─── PAGE EXCERPT

Kazuya Maeda, an undistinguished high school student who can't seem to find anything to do with himself, is given his father's camera and, without thinking, decides to take it to school. He is soon roped into the workings of the "Photography Club", a group dedicated to capturing perverted pictures of girls rather than paying any attention to the art form itself. He begins to photograph various attractive girls under different circumstances, and for some reason, this makes him popular. He suddenly has his hands full of potential girlfriends, all of whom are desperately in love with him and want him to help them with their various quirky problems. In my version of the story, this is the point at which the director raised his finger and shouted "Cut! Can the production, I've seen enough of this garbage already", but sadly, it was not to be......
In many ways, Photo Kano is perhaps the most disturbing series I have watched in recent years, a dubious honor which I award it less for its content (which is nonetheless questionable) than for its problematic sociological implications and the degree to which it causes me to fear for anime's future. Over the years, more and more of the "romance" in anime has come to consist of masturbatory male fantasies in which heavily stereotypical girls, all ultimately docile and submissive regardless of initial behavior, fall madly in love with an intentionally bland protagonist onto whom the viewer, presumably, can project himself and his desires. Although dating simulations and their adaptations have been part of Japanese visual media for quite some time, the viewpoint they present has cast successively larger shadows over the anime industry, to the point where it is nearly inescapable and has crept its way into the character dynamics of an alarming number of today's shows. Photo Kano is a series that, to me, indicates that the anime industry's embrace of these fantasies has gone way too far. While structurally similar to, say, Kanon or any show carved from the mold of dating simulations, Photo Kano embraces the idea that if one wills strongly enough, women will be party to voyeurism that, in real life, would earn one a restraining order, a concept that has, disturbingly, jumped to mainstream television after having existed in pornography and fringe titles such as Colorful for many years.

──────
─── ENTRIES SUPPLIED

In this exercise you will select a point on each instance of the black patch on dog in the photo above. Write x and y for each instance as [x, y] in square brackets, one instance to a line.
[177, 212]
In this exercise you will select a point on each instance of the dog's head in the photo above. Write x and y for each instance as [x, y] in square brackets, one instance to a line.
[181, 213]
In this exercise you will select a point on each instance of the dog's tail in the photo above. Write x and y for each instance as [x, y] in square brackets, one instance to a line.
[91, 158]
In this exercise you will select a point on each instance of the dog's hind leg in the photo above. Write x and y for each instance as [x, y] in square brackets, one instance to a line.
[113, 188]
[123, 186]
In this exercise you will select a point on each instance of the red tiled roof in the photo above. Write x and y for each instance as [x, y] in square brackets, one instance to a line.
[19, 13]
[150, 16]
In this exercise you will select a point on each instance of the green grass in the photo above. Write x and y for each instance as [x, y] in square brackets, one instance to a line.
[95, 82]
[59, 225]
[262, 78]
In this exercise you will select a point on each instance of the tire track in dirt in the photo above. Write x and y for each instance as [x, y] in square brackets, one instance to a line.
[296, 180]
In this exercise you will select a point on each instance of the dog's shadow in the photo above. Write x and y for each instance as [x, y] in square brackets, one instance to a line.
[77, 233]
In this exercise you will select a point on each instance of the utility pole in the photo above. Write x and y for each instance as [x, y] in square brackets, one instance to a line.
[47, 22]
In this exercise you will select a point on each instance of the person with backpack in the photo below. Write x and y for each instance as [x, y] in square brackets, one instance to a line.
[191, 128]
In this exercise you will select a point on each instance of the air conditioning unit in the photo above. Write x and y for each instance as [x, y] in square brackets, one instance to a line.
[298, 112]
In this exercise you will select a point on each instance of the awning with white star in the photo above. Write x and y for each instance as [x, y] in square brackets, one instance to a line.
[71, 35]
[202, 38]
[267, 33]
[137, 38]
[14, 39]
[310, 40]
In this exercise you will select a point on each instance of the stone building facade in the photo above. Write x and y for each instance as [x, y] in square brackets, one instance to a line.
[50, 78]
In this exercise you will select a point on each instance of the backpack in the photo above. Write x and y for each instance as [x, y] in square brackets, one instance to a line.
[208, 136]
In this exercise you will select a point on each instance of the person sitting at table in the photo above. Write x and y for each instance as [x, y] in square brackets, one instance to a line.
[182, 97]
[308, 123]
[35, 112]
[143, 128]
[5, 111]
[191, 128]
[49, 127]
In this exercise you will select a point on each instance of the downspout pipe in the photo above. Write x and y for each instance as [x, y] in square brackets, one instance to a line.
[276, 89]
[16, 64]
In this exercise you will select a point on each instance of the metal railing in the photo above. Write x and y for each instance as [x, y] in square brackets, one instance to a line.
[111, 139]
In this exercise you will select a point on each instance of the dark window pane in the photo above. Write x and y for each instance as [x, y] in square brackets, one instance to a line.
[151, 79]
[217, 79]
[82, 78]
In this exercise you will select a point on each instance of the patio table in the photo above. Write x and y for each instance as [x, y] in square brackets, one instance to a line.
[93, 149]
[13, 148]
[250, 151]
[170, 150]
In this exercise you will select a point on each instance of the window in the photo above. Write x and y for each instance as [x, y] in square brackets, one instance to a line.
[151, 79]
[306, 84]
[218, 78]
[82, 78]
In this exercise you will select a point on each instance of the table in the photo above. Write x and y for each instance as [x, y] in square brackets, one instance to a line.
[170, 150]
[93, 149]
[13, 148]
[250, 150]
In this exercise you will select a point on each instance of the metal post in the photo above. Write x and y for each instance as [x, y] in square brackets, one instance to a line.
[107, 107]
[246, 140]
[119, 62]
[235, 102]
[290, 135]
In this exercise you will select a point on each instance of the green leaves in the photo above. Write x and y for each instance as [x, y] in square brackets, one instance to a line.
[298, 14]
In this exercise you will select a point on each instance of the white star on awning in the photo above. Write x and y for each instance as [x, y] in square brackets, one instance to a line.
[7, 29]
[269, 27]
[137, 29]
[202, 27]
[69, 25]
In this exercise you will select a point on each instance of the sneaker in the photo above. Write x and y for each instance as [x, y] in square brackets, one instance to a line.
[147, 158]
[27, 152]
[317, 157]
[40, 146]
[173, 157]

──────

» THE TASKS
**1)** Which anime series or titles does the Photo Kano review name?
**2)** Does each statement agree with the Photo Kano review? (a) Kazuya Maeda is given his father's camera. (b) The Photography Club devotes its attention to photography as an art form. (c) The reviewer finds the series' content free of problems. Answer yes or no for each and quote the deciding words.
**3)** In the Photo Kano review, what does the passage starting with "Kazuya Maeda, an" and going on through "not to be......" read like with "camcorder" substituted for "camera"?

» THE RESPONSES
**1)** Photo Kano, Kanon, Colorful

**2)**
(a) Yes: "is given his father's camera"
(b) No: "rather than paying any attention to the art form itself"
(c) No: "which is nonetheless questionable"

**3)**
Kazuya Maeda, an undistinguished high school student who can't seem to find anything to do with himself, is given his father's camcorder and, without thinking, decides to take it to school. He is soon roped into the workings of the "Photography Club", a group dedicated to capturing perverted pictures of girls rather than paying any attention to the art form itself. He begins to photograph various attractive girls under different circumstances, and for some reason, this makes him popular. He suddenly has his hands full of potential girlfriends, all of whom are desperately in love with him and want him to help them with their various quirky problems. In my version of the story, this is the point at which the director raised his finger and shouted "Cut! Can the production, I've seen enough of this garbage already", but sadly, it was not to be......